### TO DO
Please copy out the whole article on Warren Chisum, word for word.

### DOCUMENT SECTION
Being Warren Chisum

Inside the mind of the state's most powerful fundamentalist

by

Nervous tremors were evident when the announcement came that state Rep. Warren Chisum would take the helm of the House Appropriations Committee this session. The Republican from Pampa—author of the state’s gay marriage ban and an adept at using House rules to kill bills he doesn’t like—now held the state’s checkbook in his hands.

The 68-year-old is one of the founders of the Texas Conservative Coalition and has spent years pushing socially conservative legislation. His ascent to the most powerful chairmanship in the House meant that every lawmaker who wanted a dime for their districts, or funds for a favored program, would have to win the blessing of the guy who wants Bibles in schools, abortions outlawed, and state-backed marriage counseling for couples wanting to take the plunge.

“He really is a one-man wrecking ball trying to tear down the wall separating church and state,” says Dan Quinn, communications director at the Texas Freedom Network. “It’s always a concern when someone like that is elevated to the second-highest position in the Legislature.”

Chisum was handed the appropriations chairmanship after 20 years in the Legislature in the wake of an unsuccessful bid by former Chairman Jim Pitts, a Waxahachie Republican, to oust Tom Craddick from the speaker’s post. Liberals saw little to applaud in Chisum’s ascent. He was behind efforts to keep gay couples from adopting or fostering children. In 1993, when the Senate voted to remove the anti-sodomy law from the penal code, Chisum proposed an amendment in the House to put it back in. Told that an anti-homosexual sodomy law would be unconstitutional, he made the amendment anti-sodomy for all, homosexuals and heterosexuals alike, so as not to discriminate. (The U.S. Supreme Court struck down Texas’ sodomy statute in 2003.) When then-Rep. Debra Danberg, a Houston Democrat, asked if his legislation included married people, Chisum responded, “More especially if they’re married. I can’t believe they would want to do that if they were married.”

Referring expression data:
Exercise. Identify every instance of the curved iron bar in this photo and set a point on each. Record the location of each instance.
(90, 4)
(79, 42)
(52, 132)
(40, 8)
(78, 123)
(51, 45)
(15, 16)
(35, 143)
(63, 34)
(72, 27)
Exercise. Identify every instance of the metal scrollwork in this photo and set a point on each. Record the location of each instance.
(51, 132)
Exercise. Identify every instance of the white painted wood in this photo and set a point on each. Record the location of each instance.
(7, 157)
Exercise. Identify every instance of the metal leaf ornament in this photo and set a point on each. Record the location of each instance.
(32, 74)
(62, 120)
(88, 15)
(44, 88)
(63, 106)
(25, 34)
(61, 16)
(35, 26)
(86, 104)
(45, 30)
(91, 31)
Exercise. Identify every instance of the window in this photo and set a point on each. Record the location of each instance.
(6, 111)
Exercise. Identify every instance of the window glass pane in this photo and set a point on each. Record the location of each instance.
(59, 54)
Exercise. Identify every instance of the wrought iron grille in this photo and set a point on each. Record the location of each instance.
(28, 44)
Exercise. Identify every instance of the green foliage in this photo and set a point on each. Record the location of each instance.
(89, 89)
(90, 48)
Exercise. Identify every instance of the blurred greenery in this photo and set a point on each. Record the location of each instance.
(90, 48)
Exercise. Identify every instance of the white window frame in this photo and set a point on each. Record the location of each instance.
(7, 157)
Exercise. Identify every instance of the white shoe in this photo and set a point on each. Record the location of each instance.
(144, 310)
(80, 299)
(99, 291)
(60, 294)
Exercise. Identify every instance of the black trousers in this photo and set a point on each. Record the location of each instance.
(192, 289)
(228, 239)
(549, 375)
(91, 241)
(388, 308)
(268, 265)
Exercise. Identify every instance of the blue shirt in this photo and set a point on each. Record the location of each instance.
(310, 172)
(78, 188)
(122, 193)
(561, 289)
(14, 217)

### WRITTEN RESPONSE
Being Warren Chisum

Inside the mind of the state's most powerful fundamentalist

by

Nervous tremors were evident when the announcement came that state Rep. Warren Chisum would take the helm of the House Appropriations Committee this session. The Republican from Pampa—author of the state’s gay marriage ban and an adept at using House rules to kill bills he doesn’t like—now held the state’s checkbook in his hands.

The 68-year-old is one of the founders of the Texas Conservative Coalition and has spent years pushing socially conservative legislation. His ascent to the most powerful chairmanship in the House meant that every lawmaker who wanted a dime for their districts, or funds for a favored program, would have to win the blessing of the guy who wants Bibles in schools, abortions outlawed, and state-backed marriage counseling for couples wanting to take the plunge.

“He really is a one-man wrecking ball trying to tear down the wall separating church and state,” says Dan Quinn, communications director at the Texas Freedom Network. “It’s always a concern when someone like that is elevated to the second-highest position in the Legislature.”

Chisum was handed the appropriations chairmanship after 20 years in the Legislature in the wake of an unsuccessful bid by former Chairman Jim Pitts, a Waxahachie Republican, to oust Tom Craddick from the speaker’s post. Liberals saw little to applaud in Chisum’s ascent. He was behind efforts to keep gay couples from adopting or fostering children. In 1993, when the Senate voted to remove the anti-sodomy law from the penal code, Chisum proposed an amendment in the House to put it back in. Told that an anti-homosexual sodomy law would be unconstitutional, he made the amendment anti-sodomy for all, homosexuals and heterosexuals alike, so as not to discriminate. (The U.S. Supreme Court struck down Texas’ sodomy statute in 2003.) When then-Rep. Debra Danberg, a Houston Democrat, asked if his legislation included married people, Chisum responded, “More especially if they’re married. I can’t believe they would want to do that if they were married.”